So, no, I didn't pay a lot of attention to the Trump pre-inauguration hoopla or the day itself. I had doctors dealing with a fractured right wrist, a detached left patella tendon, eight broken ribs, a deflated lung and a bump on the head. The car was in worse shape.
But the doctors did their jobs and I survived to get a second shot at a Trump inaugural. No, I didn't watch. Instead, I checked what I wrote on Christmas Day, 2016.
The first paragraph: "I have been in a funk since Nov. 9. That's the day I woke up with the realization that millions of Americans had lost their minds, if not their souls, and elected a man who is morally, psychologically, intellectually and spiritually unfit to be their president. The dumbest thing that has happened in my lifetime."
Well, turns out the 2016 election was only the second dumbest thing that has happened in my lifetime. The dumbest thing was electing him again.
But I did discover something interesting about myself in this research. That Christmas column was all about my not writing for a while, and, instead, returning to reading. Funny about that, but that's exactly what I did this time around.
One of the books mentioned in the 2016 column was "The Electric Kool-Aid Acid Test," by Tom Wolfe. Before becoming a prolific author, Wolfe was a reporter for The New York Herald Tribune.

============

## Jobs
1. In the column about the inauguration, why did the writer pay little attention to the pre-inauguration hoopla and the day itself? Answer in one to three sentences.
2. Continue the column about the inauguration, picking up after its final sentence.
The items that follow come from a separate source.

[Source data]
============

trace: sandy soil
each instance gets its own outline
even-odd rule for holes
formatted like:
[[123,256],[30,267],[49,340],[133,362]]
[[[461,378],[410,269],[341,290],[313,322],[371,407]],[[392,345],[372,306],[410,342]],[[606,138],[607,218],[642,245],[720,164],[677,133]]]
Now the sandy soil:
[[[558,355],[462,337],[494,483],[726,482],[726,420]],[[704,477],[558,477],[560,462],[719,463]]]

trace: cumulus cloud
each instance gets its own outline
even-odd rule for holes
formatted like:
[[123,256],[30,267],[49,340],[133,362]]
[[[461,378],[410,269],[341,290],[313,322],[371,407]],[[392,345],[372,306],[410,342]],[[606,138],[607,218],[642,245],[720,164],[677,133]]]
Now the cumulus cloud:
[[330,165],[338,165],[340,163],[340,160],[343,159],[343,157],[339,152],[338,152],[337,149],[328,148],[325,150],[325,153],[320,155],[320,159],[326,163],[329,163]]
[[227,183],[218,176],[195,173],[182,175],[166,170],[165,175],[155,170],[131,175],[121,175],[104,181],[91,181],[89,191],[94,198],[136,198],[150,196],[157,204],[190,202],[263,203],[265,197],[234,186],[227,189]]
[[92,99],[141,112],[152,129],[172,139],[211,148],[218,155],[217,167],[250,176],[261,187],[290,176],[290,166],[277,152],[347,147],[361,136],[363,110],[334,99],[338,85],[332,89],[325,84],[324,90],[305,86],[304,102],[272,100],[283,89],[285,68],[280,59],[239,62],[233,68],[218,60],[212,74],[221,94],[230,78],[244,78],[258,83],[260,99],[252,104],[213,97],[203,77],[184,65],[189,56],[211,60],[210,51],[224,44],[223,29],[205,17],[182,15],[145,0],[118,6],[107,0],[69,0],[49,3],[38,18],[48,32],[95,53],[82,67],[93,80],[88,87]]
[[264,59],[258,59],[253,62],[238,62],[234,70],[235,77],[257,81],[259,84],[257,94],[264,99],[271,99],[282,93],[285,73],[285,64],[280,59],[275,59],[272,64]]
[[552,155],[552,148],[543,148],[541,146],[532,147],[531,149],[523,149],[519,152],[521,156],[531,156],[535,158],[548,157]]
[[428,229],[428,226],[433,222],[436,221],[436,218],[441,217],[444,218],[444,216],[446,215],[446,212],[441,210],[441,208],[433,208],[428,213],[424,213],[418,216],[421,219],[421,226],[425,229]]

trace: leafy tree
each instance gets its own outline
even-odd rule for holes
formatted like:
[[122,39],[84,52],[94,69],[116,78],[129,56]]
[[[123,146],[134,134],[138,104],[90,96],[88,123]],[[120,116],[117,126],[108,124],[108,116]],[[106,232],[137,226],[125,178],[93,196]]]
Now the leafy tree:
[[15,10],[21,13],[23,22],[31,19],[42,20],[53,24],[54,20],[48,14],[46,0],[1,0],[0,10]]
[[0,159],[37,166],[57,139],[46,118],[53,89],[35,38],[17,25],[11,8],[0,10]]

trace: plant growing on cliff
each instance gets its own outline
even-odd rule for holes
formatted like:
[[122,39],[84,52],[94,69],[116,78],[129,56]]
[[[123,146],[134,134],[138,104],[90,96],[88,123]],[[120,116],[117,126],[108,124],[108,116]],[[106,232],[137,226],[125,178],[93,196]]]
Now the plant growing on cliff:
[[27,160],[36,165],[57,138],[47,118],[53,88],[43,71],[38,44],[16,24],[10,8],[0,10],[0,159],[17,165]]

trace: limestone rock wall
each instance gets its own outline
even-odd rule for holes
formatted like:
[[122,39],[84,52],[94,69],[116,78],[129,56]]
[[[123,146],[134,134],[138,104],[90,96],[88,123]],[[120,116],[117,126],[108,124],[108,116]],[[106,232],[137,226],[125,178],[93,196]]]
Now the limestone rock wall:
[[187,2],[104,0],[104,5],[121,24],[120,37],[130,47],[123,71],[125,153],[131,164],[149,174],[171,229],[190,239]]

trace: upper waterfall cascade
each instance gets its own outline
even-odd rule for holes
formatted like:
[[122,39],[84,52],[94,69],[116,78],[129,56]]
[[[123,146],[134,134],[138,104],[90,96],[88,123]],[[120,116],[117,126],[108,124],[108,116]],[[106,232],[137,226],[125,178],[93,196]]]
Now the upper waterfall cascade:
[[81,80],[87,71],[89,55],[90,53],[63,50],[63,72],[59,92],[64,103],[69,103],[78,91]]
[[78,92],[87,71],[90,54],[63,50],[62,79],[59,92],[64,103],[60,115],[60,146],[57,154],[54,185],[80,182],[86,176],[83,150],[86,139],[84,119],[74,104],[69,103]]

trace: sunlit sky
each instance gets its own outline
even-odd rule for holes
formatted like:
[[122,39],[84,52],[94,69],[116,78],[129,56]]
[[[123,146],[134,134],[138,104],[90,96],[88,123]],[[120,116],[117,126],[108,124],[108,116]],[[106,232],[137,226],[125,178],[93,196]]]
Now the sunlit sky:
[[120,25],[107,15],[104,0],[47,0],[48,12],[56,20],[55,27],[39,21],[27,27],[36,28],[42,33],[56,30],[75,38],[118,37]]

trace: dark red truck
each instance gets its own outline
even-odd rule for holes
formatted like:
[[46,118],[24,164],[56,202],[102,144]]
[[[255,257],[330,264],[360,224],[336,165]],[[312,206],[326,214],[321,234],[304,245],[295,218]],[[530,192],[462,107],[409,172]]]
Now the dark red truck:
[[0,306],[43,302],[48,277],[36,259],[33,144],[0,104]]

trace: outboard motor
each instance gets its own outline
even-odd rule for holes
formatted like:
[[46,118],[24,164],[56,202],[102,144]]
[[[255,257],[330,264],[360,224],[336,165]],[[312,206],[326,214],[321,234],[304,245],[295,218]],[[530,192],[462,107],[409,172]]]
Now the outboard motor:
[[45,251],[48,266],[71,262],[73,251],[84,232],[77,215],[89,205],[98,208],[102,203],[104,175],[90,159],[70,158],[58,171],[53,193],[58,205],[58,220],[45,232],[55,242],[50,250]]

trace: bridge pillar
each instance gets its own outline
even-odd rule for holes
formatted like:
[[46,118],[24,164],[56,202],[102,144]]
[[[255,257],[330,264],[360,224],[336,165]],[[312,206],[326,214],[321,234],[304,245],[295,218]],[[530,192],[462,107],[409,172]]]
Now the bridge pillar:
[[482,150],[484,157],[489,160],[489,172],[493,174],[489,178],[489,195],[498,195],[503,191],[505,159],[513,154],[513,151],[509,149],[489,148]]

============

## Answers for the exercise
1. The writer was under doctors' care for serious injuries at the time: a fractured right wrist, a detached left patella tendon, eight broken ribs, a deflated lung and a bump on the head. The car was in even worse shape.

2.
As serendipity would have it, one of the books I recently mentioned that I need to get back to and finish is "The Paper: The life and death of The New York Herald Tribune."
In that 2016 Christmas column I turned to sports to get me back in the writing groove by adapting the philosophy of former NBA star, Reggie Miller, who gave Knicks fans nightmares. Miller, a great shooter, said the only way to get out of a shooting funk was to keep shooting. Eventually, the shots start falling again.
Also coincidentally, the other book I recently said I need to finish, is sports-related: "Satchel", a biography of the legendary pitcher, Satchel Paige.
I've long ago discovered that this "coincidence" stuff happens all the time if you only pay attention.
So, here we are again. Shock and awe, lies and misdirection, bigotry and bluster and a profound display of cowardice and hypocrisy by the onetime party of Lincoln.